Set problem: Write every line of the material out exactly as shown.

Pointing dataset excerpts
========================================================================

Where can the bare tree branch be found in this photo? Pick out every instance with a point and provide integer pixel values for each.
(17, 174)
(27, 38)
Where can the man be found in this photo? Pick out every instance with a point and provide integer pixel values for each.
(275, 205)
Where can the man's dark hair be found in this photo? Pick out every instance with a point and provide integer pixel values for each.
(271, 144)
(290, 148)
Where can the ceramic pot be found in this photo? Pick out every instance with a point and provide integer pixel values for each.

========================================================================

The solution:
Where can the bare tree branch be found in this photo? Pick out every instance with a point and provide integer pixel values for each.
(17, 174)
(27, 38)
Where can the man be found in this photo? Pick out every instance with a point and provide integer pixel values for each.
(275, 205)
Where can the man's dark hair be found in this photo? Pick out every instance with a point and provide integer pixel values for each.
(271, 144)
(290, 148)
Where can the ceramic pot be found in this photo? Pick out every instance with a point and provide integer pixel values for each.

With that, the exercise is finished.